# TASK PROMPT:
Scan the entries below for the string "pole" and copy every line where it turns up.

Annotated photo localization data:
*** Block opens ***
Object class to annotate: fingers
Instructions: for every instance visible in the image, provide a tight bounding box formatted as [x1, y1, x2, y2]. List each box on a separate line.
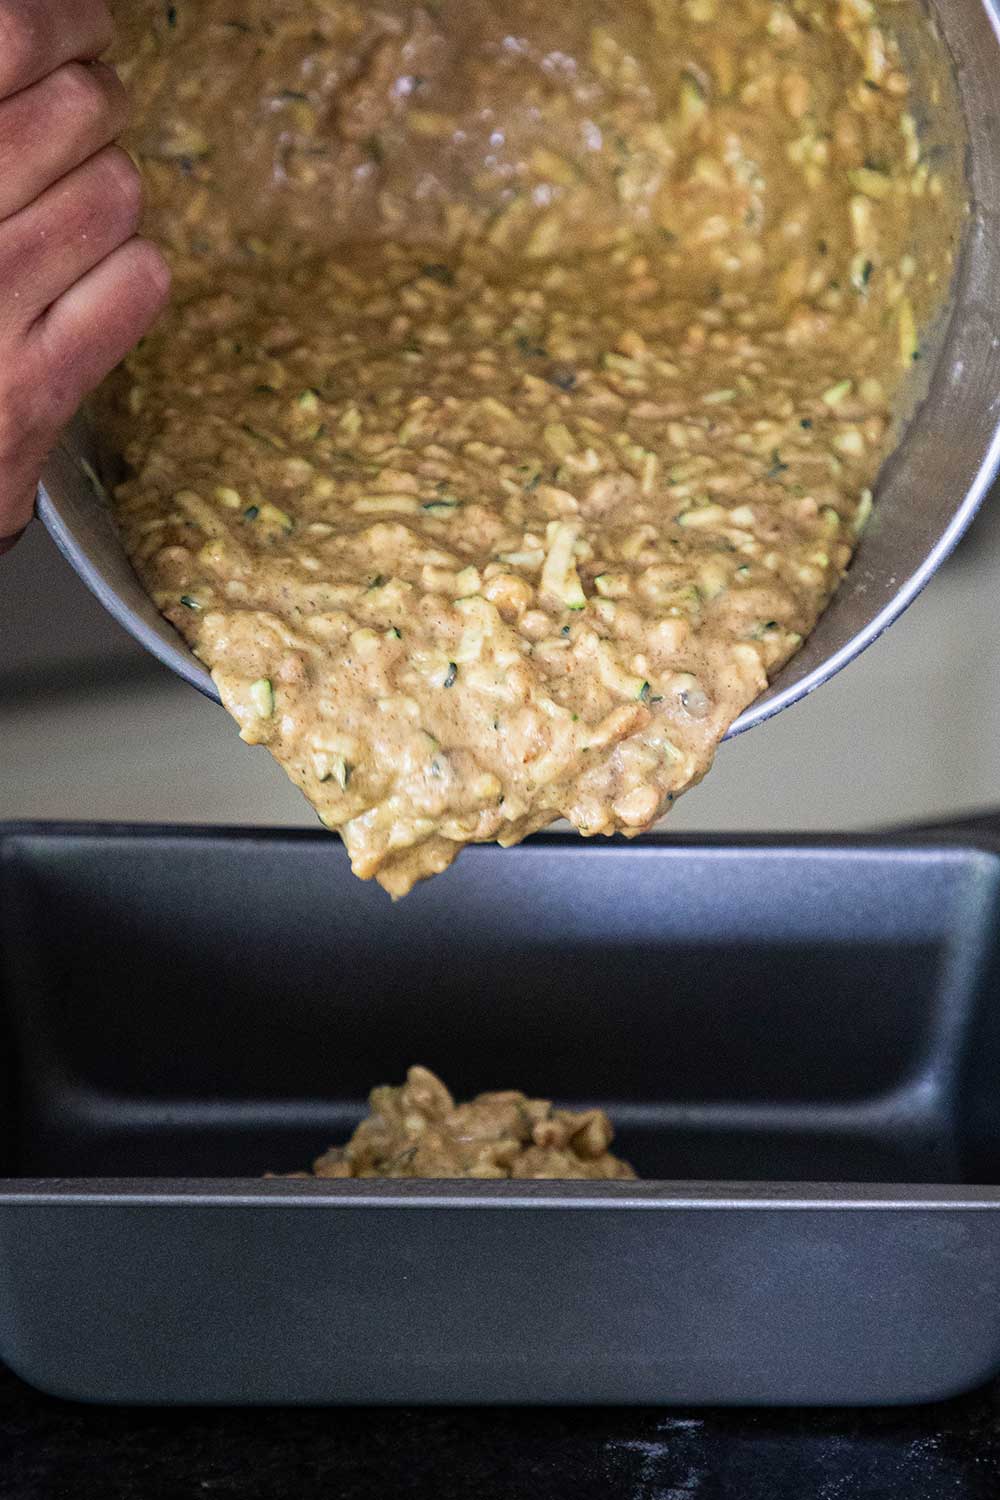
[0, 0, 113, 99]
[0, 145, 145, 332]
[0, 60, 128, 221]
[34, 236, 171, 424]
[0, 0, 161, 562]
[0, 237, 169, 548]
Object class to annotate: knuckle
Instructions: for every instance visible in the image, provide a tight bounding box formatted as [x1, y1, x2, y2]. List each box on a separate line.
[0, 5, 33, 92]
[112, 241, 173, 338]
[88, 0, 116, 53]
[98, 243, 172, 357]
[55, 60, 111, 129]
[100, 145, 143, 228]
[48, 146, 142, 252]
[0, 0, 116, 98]
[97, 62, 129, 124]
[133, 239, 172, 303]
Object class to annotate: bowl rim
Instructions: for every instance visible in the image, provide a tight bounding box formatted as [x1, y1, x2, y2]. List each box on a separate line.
[36, 0, 1000, 738]
[38, 479, 221, 703]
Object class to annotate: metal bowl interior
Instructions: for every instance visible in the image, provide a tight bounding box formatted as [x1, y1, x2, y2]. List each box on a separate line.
[38, 0, 1000, 734]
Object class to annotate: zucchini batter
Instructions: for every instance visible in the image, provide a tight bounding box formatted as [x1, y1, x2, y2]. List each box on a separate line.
[279, 1066, 636, 1180]
[98, 0, 962, 894]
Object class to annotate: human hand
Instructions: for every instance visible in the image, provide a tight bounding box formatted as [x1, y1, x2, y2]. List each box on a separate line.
[0, 0, 170, 555]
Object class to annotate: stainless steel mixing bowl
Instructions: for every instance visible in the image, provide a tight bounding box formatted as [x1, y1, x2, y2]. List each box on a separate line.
[36, 0, 1000, 738]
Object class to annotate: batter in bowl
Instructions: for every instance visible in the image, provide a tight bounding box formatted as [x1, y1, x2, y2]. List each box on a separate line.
[97, 0, 962, 893]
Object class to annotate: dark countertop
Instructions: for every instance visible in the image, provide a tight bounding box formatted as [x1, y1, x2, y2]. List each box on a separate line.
[3, 1365, 1000, 1499]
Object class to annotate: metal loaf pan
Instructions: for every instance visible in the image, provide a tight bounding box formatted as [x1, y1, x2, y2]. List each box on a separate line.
[3, 822, 1000, 1407]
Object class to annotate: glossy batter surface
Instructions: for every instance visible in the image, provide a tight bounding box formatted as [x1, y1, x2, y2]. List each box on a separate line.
[99, 0, 961, 893]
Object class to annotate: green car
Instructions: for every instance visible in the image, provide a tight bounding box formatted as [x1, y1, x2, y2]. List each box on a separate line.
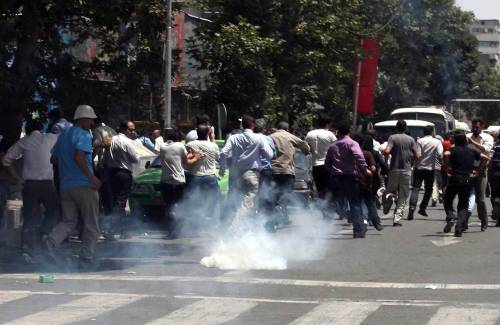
[129, 141, 229, 218]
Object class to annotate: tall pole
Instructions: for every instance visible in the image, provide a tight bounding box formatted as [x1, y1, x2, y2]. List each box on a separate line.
[352, 44, 363, 131]
[163, 0, 173, 129]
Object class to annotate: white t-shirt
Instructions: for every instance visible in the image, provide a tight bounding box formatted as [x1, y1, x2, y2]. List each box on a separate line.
[414, 136, 443, 171]
[305, 129, 336, 166]
[154, 136, 164, 153]
[185, 140, 220, 176]
[160, 141, 187, 184]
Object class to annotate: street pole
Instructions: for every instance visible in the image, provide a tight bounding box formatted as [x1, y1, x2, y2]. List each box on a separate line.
[163, 0, 173, 129]
[352, 49, 363, 130]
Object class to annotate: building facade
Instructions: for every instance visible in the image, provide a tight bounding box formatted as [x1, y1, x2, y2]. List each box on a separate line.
[470, 19, 500, 72]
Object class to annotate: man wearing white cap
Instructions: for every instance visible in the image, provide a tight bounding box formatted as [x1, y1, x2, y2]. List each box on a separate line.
[43, 105, 102, 270]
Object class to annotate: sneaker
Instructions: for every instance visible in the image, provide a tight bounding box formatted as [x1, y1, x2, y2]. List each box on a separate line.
[407, 209, 415, 221]
[443, 221, 454, 233]
[454, 231, 462, 237]
[383, 194, 395, 215]
[374, 223, 384, 231]
[353, 232, 366, 239]
[481, 221, 488, 232]
[393, 222, 403, 227]
[418, 209, 428, 217]
[431, 200, 437, 207]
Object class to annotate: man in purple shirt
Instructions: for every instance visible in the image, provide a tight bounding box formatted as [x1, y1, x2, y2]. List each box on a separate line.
[325, 123, 371, 238]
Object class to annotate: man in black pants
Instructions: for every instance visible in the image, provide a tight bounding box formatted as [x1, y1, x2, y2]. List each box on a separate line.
[103, 122, 139, 239]
[408, 125, 443, 219]
[443, 131, 489, 237]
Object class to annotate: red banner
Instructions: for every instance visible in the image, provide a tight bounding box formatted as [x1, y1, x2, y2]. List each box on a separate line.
[355, 37, 381, 115]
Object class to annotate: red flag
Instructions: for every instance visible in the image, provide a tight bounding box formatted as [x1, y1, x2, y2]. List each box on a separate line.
[355, 37, 381, 115]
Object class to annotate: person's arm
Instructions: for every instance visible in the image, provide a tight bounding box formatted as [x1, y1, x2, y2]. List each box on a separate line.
[2, 141, 23, 167]
[185, 146, 204, 165]
[291, 134, 310, 154]
[384, 137, 393, 156]
[412, 139, 421, 161]
[75, 150, 102, 189]
[352, 142, 370, 175]
[443, 150, 451, 175]
[324, 146, 333, 174]
[260, 137, 274, 161]
[219, 137, 233, 172]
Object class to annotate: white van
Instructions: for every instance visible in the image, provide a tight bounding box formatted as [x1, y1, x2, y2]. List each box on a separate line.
[374, 120, 435, 140]
[390, 106, 454, 136]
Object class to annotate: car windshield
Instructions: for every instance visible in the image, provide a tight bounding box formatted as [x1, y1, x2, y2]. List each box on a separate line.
[375, 126, 428, 140]
[391, 112, 446, 136]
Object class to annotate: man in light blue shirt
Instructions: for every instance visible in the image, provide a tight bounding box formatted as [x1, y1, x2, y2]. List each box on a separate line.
[220, 115, 274, 217]
[44, 105, 102, 270]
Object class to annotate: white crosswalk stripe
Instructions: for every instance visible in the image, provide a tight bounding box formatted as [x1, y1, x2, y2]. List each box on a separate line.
[290, 301, 382, 325]
[4, 294, 142, 325]
[0, 290, 500, 324]
[145, 299, 258, 325]
[427, 306, 500, 325]
[0, 292, 31, 305]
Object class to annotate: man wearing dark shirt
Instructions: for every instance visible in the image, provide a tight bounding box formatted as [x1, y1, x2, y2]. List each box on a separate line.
[443, 131, 489, 237]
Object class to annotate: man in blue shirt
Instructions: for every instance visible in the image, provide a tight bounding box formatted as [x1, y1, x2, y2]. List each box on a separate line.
[43, 105, 102, 270]
[220, 115, 274, 227]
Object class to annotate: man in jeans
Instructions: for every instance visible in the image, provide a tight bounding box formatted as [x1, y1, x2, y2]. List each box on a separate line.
[220, 116, 274, 228]
[3, 120, 59, 263]
[270, 122, 310, 227]
[408, 125, 443, 220]
[383, 120, 420, 227]
[43, 105, 102, 270]
[466, 118, 494, 231]
[325, 124, 371, 238]
[103, 122, 139, 239]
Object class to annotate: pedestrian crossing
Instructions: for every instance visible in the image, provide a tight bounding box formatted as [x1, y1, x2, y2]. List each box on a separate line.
[0, 290, 499, 324]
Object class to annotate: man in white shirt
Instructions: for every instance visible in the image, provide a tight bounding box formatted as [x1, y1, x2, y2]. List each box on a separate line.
[103, 122, 140, 239]
[159, 129, 187, 239]
[185, 114, 211, 143]
[408, 125, 443, 220]
[220, 115, 274, 217]
[466, 118, 494, 231]
[3, 120, 59, 262]
[152, 129, 164, 153]
[305, 116, 336, 218]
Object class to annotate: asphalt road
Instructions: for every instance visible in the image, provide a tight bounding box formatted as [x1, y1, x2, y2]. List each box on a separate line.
[0, 200, 499, 324]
*** Block closes ***
# WRITTEN REPLY:
Object class to annotate: tall pole
Object class to annotate: street pole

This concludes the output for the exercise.